## SOURCE MATERIAL
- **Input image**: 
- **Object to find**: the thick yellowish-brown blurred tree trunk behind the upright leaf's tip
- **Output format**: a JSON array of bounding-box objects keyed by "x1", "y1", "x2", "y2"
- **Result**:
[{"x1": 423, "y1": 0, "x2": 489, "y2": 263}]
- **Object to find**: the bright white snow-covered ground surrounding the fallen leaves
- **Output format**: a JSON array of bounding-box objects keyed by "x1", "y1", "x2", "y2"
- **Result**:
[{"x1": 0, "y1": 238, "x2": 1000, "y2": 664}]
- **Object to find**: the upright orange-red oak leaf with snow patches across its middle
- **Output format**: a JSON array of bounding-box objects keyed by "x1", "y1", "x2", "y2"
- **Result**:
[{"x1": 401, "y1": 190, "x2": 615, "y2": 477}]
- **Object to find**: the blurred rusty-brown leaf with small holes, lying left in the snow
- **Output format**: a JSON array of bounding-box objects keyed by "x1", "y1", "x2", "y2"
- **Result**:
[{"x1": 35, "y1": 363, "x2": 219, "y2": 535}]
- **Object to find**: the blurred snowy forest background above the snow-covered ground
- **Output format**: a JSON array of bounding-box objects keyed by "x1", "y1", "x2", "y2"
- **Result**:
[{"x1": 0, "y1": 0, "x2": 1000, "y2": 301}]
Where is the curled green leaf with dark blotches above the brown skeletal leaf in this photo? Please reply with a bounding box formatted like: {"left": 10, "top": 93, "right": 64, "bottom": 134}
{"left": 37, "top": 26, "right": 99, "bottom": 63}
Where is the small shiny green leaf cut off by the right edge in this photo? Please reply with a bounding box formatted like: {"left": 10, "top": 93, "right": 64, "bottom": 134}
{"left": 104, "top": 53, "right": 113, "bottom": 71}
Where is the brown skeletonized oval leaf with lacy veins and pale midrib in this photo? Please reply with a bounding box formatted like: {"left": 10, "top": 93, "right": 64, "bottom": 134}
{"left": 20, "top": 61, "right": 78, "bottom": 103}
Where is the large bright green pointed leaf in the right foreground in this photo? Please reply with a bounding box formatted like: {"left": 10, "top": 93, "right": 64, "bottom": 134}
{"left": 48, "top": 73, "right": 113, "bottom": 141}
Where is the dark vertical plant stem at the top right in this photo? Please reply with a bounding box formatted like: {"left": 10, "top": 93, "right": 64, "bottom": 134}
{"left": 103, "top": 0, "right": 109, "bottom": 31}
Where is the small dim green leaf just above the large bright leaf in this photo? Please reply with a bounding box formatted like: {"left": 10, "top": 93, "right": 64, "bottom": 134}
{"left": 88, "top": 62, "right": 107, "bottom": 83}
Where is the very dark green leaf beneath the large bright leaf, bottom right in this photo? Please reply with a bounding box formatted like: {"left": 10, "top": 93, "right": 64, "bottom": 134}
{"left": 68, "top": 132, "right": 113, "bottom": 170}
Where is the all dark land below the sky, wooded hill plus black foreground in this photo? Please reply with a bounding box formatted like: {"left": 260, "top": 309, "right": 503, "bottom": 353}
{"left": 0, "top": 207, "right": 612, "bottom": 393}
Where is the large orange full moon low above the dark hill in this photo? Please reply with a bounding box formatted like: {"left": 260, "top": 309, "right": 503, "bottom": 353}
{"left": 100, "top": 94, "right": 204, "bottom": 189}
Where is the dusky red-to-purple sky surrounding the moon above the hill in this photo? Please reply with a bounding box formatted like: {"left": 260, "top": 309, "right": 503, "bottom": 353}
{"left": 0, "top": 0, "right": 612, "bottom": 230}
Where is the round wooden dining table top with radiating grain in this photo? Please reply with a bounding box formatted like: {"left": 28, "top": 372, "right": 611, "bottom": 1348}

## WORK TO COMPLETE
The answer should be a bare number: how many lines of the material above include "find".

## TASK ANSWER
5